Which lines in the entries below contain the word "every"? Gather and copy out each of them.

* Begin Listed records *

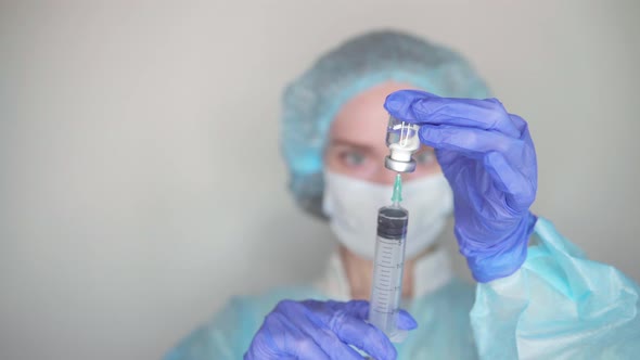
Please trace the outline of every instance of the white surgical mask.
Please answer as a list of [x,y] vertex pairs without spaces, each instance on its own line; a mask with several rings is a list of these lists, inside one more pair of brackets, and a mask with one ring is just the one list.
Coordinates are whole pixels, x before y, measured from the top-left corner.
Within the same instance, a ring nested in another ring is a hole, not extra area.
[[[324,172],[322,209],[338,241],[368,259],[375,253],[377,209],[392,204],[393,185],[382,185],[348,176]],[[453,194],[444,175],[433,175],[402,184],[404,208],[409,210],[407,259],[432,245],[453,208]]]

* End Listed records *
* Begin Listed records *

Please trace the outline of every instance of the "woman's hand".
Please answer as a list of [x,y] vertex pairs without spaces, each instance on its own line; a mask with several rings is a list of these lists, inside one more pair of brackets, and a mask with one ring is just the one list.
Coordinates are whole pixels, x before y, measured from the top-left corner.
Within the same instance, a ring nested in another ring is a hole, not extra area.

* End Listed records *
* Begin Listed records *

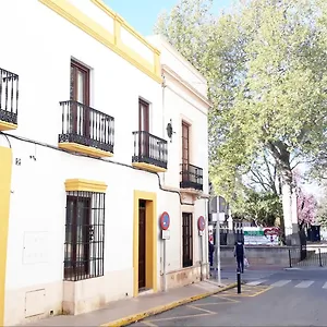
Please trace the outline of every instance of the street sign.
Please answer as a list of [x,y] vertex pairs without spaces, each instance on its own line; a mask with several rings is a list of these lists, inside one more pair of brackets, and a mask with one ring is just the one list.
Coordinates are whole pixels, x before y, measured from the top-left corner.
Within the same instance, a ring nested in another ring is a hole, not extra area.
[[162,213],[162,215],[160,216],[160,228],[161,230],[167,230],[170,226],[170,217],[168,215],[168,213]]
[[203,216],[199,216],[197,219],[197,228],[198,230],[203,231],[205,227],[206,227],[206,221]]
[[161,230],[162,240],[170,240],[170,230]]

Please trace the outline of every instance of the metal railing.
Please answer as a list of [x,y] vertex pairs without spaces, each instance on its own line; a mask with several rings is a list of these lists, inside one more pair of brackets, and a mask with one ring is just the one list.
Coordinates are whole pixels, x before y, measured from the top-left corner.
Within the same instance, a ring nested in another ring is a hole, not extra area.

* End Listed records *

**Reply**
Please trace the outline of every instance of the white surgical mask.
Please trace the outline of every instance of the "woman's hand".
Please trace the outline of every instance of the street sign.
Please trace the outline of every instance of the metal railing.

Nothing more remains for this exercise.